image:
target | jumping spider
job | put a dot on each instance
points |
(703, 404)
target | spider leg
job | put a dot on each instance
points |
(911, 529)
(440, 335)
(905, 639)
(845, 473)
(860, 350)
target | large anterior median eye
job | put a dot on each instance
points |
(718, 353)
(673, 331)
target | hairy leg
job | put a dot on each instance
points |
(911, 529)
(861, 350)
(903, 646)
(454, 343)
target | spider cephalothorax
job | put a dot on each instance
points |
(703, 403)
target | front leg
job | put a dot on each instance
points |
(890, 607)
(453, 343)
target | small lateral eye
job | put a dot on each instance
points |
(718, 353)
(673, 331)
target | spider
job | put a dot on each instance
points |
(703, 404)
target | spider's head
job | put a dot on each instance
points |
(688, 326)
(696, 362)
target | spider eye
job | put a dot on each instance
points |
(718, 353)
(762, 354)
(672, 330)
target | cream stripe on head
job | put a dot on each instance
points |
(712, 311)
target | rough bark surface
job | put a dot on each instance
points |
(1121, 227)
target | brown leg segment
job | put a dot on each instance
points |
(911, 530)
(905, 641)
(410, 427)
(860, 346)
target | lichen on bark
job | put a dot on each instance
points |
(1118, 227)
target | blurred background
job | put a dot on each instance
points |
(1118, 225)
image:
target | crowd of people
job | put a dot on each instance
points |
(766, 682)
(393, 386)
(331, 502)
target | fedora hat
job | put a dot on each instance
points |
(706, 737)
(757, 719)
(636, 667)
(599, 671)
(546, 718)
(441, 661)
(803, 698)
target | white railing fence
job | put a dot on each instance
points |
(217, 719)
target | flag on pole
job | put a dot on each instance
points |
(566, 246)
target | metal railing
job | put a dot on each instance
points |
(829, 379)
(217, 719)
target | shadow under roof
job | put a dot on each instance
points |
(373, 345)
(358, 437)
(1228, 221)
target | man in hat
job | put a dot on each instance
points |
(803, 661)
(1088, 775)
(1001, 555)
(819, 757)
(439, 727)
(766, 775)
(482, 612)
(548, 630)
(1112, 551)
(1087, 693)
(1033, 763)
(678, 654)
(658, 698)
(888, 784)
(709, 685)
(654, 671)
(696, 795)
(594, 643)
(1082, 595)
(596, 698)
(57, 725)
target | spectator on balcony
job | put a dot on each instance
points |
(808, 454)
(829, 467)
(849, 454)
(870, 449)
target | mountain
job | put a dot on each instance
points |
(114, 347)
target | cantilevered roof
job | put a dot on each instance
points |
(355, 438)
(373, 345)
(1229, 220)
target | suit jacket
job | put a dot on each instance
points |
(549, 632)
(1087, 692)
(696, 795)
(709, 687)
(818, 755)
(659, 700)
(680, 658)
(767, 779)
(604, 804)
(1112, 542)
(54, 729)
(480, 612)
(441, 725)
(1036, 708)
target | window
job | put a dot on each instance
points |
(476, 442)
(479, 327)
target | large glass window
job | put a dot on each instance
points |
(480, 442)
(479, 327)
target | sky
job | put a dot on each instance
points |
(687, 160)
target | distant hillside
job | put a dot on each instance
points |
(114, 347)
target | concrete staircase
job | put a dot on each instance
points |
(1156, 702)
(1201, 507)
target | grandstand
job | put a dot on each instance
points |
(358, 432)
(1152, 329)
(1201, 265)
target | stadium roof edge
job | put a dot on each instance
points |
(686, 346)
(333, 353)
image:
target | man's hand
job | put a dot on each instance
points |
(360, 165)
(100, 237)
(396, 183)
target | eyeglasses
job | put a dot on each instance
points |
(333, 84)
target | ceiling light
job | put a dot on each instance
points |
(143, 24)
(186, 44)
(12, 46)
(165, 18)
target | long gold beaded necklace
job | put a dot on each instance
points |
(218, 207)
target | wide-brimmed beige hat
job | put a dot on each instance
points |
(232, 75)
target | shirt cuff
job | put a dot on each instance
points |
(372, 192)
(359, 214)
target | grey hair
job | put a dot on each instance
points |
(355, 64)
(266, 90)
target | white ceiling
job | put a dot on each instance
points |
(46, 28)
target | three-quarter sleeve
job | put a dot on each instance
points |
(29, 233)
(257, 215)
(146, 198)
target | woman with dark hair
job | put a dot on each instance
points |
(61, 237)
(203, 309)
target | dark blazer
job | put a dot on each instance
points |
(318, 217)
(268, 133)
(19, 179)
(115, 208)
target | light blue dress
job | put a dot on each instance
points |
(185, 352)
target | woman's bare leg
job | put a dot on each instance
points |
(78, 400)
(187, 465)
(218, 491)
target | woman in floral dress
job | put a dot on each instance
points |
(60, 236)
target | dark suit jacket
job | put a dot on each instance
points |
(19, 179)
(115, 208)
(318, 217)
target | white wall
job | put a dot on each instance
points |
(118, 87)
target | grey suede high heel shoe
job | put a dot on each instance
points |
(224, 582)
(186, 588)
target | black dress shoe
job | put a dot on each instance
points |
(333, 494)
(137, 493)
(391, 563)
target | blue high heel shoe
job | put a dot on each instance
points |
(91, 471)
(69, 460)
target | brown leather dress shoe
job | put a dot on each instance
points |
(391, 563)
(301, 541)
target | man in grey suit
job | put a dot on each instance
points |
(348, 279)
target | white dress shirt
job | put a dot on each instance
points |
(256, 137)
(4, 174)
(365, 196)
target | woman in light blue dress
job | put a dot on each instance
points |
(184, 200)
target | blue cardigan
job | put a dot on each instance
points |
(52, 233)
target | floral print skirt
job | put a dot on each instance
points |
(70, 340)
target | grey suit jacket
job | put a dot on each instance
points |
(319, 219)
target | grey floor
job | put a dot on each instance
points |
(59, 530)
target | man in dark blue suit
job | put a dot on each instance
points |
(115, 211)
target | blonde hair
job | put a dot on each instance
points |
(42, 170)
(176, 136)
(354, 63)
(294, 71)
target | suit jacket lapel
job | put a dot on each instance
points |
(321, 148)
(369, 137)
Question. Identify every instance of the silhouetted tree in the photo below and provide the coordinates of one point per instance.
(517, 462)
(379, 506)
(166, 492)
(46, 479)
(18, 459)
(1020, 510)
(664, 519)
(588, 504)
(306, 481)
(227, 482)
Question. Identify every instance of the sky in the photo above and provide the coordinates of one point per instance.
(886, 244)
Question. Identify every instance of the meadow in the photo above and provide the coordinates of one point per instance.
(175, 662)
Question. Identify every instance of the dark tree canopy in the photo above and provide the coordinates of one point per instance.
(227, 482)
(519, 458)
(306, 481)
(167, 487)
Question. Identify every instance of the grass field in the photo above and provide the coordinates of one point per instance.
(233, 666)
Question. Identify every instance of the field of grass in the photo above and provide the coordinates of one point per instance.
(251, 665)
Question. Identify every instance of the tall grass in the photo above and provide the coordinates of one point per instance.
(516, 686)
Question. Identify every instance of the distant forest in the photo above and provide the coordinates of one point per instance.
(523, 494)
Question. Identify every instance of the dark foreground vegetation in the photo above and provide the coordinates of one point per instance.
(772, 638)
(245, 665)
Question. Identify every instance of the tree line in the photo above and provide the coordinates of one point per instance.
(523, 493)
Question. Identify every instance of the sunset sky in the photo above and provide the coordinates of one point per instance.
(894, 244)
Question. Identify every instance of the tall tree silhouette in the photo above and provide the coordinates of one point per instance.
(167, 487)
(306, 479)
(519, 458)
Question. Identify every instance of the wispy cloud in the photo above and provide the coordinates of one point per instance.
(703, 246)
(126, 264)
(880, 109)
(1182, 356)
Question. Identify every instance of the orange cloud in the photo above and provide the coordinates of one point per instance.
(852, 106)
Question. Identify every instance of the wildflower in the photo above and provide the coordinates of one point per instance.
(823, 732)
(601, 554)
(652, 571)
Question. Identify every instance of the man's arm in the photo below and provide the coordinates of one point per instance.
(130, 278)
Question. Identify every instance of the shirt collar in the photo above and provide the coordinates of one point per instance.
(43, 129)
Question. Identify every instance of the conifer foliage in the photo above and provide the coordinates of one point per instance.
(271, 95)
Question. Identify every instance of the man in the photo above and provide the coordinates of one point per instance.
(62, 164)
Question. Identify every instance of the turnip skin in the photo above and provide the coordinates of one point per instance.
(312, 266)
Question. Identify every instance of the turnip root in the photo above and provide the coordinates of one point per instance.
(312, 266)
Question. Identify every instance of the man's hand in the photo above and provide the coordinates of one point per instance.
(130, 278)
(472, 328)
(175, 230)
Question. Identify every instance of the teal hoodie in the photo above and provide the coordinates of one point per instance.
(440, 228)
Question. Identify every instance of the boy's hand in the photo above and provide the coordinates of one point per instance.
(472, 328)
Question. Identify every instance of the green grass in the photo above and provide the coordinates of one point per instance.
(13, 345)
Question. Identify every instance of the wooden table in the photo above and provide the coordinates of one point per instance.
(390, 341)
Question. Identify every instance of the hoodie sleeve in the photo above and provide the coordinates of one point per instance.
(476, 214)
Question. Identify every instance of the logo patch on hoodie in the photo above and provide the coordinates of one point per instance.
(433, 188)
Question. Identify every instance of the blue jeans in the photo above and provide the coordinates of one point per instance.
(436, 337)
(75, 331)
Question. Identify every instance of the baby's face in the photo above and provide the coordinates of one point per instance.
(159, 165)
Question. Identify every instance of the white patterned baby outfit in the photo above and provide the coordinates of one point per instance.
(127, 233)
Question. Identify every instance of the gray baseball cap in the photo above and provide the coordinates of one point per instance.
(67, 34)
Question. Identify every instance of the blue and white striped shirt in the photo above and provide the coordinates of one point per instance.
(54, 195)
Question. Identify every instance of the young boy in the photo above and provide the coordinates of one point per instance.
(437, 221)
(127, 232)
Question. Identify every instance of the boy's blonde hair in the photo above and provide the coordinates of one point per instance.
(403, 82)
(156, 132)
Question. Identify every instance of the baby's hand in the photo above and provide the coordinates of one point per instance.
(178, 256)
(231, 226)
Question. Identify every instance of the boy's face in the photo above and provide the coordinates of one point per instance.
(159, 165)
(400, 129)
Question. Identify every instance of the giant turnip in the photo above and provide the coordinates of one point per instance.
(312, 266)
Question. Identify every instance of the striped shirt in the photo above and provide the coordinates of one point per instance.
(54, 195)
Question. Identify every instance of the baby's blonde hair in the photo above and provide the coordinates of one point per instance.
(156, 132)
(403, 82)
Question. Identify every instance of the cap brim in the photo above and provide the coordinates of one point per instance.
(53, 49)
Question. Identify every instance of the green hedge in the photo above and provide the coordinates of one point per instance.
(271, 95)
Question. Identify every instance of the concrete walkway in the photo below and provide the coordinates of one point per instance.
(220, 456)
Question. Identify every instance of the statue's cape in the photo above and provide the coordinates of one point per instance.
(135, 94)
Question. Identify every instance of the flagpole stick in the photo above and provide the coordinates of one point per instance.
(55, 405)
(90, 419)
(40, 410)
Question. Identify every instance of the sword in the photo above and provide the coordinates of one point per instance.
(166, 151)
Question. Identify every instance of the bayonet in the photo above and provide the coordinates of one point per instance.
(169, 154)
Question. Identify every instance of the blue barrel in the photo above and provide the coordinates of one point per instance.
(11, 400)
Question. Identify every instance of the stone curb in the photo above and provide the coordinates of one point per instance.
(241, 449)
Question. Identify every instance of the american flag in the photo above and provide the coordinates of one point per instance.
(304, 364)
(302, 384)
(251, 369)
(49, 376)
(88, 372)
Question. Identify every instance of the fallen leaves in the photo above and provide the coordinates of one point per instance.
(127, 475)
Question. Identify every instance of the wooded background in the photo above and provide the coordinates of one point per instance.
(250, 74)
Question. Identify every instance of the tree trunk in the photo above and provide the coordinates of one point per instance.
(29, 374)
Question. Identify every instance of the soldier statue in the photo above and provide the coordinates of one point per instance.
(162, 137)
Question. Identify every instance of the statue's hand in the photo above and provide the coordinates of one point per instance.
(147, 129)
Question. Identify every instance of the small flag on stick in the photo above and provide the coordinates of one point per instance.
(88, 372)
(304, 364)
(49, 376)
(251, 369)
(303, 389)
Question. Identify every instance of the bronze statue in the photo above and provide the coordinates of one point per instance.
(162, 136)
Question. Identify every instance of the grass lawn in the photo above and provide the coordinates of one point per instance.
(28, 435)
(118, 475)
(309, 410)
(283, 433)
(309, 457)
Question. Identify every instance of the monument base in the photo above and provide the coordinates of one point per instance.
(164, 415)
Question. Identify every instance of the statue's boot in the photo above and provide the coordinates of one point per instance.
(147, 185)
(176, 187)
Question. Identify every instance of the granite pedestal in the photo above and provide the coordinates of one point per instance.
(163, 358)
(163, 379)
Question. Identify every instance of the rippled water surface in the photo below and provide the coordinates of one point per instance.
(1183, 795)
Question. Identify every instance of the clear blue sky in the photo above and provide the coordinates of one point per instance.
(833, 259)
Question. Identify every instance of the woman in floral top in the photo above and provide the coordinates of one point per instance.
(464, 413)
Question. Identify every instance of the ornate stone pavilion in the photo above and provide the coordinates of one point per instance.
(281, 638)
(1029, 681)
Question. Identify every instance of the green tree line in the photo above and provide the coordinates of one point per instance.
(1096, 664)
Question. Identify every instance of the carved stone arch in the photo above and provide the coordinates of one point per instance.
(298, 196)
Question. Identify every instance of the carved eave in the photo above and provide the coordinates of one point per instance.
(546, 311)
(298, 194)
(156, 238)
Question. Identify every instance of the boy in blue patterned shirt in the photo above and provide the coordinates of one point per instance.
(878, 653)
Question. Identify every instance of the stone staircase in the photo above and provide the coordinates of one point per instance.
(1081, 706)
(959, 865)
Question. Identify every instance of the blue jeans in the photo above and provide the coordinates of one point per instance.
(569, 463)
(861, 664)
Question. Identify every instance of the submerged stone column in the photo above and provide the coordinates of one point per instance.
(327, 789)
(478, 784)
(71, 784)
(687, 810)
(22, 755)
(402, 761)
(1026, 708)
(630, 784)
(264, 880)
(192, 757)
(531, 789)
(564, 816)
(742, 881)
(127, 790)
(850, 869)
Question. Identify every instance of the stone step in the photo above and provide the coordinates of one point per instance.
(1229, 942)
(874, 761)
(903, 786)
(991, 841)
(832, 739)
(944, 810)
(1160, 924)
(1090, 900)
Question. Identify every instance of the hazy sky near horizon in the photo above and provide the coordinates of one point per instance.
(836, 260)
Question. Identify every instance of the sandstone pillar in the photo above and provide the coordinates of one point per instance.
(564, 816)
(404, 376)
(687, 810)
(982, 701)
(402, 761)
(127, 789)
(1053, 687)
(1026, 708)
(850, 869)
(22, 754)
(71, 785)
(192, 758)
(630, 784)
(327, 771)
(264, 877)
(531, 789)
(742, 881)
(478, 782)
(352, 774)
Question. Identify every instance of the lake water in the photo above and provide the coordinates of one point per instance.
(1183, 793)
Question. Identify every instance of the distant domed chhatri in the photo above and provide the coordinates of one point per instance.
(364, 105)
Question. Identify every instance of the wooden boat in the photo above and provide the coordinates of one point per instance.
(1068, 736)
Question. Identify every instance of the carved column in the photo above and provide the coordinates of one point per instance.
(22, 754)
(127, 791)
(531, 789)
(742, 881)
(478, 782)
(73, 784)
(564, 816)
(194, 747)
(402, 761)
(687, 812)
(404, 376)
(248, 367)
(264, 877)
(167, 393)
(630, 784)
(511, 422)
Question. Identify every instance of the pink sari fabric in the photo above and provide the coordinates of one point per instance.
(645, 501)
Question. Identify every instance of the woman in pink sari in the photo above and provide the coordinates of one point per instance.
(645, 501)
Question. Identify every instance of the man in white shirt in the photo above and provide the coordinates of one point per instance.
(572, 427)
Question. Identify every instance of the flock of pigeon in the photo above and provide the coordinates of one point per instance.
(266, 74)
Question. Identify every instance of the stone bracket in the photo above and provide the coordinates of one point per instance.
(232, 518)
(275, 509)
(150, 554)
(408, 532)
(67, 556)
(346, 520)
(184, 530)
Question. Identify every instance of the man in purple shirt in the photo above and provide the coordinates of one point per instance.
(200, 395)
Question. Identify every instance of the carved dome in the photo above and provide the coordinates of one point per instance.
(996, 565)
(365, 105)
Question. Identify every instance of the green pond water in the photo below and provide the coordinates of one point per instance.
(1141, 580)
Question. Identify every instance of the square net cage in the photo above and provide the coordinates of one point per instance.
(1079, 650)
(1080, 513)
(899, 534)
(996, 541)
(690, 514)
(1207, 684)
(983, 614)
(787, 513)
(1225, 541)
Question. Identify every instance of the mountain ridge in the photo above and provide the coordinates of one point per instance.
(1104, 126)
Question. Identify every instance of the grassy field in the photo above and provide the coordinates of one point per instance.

────────────────────

Task description: Take every line above carrying "window" and return it.

Solution:
target | window
target | large glass window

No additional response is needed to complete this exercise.